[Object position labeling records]
[start]

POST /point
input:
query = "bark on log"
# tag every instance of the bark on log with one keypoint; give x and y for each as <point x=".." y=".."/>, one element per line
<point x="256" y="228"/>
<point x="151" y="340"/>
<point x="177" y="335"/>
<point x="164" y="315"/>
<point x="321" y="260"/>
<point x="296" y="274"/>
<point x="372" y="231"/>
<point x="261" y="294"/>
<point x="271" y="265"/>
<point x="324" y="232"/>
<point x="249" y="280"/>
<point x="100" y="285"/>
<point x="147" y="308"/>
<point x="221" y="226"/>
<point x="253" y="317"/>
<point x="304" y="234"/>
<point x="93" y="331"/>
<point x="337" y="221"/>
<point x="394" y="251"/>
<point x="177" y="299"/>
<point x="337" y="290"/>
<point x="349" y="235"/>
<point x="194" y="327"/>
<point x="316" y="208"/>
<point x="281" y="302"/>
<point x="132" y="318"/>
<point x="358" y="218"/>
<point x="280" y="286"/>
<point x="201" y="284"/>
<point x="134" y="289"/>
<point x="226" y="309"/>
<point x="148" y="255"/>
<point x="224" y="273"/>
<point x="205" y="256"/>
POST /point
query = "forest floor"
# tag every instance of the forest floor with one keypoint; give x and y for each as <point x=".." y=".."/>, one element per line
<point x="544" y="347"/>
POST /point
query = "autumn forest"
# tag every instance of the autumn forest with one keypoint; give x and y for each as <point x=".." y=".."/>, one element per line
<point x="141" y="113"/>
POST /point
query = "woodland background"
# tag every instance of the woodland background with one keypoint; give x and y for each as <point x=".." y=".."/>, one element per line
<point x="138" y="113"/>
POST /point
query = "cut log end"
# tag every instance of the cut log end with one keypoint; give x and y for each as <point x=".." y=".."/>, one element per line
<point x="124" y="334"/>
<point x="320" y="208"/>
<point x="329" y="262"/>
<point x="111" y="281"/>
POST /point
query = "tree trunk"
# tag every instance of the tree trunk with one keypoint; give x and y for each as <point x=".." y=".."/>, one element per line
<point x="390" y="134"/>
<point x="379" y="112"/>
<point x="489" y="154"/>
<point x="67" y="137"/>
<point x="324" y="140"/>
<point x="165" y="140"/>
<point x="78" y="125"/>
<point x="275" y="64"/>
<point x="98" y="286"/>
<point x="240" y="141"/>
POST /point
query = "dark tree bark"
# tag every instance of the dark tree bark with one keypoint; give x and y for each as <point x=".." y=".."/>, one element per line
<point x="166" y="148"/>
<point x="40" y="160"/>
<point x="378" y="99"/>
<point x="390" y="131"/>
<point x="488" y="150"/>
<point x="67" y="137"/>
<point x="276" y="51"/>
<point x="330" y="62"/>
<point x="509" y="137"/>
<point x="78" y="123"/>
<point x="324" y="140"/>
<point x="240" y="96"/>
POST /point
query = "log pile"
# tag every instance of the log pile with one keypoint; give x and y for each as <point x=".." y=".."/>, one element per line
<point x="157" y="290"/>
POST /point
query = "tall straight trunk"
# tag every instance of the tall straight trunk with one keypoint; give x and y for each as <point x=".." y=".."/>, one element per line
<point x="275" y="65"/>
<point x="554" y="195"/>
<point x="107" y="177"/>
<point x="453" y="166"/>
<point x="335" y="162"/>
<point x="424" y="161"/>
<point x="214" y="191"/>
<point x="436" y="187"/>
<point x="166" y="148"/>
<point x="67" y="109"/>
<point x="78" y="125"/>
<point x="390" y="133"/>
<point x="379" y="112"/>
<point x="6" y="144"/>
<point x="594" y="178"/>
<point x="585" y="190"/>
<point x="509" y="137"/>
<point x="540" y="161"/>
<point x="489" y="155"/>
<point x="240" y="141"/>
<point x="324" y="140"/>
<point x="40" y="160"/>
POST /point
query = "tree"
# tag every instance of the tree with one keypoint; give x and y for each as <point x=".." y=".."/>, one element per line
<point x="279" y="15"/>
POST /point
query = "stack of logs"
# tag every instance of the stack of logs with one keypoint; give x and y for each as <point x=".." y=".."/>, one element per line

[end]
[start]

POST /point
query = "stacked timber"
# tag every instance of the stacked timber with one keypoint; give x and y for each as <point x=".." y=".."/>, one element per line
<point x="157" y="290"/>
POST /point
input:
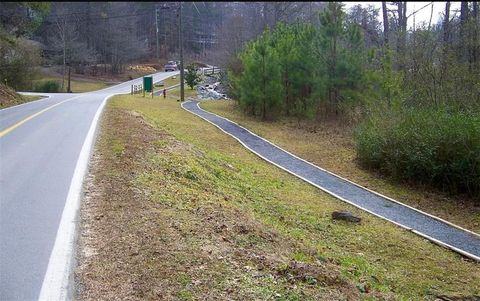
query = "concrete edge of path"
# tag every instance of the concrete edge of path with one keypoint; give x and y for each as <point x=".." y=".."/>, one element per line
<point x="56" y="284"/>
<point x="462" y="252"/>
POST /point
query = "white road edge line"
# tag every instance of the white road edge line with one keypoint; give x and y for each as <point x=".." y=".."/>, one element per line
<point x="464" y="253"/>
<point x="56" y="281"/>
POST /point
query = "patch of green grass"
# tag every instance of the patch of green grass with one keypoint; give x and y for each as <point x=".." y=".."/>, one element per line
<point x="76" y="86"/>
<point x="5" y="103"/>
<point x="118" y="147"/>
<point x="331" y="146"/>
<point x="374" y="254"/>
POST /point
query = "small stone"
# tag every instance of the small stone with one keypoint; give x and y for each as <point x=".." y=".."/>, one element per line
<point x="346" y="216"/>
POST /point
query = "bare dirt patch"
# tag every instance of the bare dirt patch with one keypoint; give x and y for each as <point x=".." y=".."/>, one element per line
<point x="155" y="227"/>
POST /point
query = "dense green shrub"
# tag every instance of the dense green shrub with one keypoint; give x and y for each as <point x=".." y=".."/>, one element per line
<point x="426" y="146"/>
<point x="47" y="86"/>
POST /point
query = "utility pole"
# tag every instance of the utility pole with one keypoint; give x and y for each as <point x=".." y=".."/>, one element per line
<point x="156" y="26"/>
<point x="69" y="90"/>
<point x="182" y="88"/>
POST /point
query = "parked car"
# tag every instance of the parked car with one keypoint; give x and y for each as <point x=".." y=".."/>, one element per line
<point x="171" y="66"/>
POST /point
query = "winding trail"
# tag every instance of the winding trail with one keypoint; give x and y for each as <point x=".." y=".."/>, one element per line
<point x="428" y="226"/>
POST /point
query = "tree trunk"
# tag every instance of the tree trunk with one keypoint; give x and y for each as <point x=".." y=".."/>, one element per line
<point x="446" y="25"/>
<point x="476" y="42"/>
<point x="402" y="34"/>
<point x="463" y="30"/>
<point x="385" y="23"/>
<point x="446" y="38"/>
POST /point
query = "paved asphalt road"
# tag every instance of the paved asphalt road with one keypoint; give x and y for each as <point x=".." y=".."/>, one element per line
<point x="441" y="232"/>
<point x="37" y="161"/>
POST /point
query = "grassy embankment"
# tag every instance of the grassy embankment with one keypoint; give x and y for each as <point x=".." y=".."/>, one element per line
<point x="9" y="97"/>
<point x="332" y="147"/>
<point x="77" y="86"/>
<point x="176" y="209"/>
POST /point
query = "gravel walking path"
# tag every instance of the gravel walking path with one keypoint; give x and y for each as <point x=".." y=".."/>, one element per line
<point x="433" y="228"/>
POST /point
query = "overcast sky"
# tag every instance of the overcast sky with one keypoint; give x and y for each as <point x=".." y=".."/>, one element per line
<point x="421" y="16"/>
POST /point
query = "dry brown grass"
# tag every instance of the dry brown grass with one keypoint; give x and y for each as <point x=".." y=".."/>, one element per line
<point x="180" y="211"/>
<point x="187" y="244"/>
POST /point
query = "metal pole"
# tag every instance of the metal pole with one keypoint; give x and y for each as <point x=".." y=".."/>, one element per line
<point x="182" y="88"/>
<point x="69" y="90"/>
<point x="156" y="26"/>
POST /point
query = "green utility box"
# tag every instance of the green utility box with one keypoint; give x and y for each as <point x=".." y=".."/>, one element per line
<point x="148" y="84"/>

[end]

**What this task involves:** Count the lines of the records above that contain the string "green", with case counting. Reply with the number alone.

**Response:** 6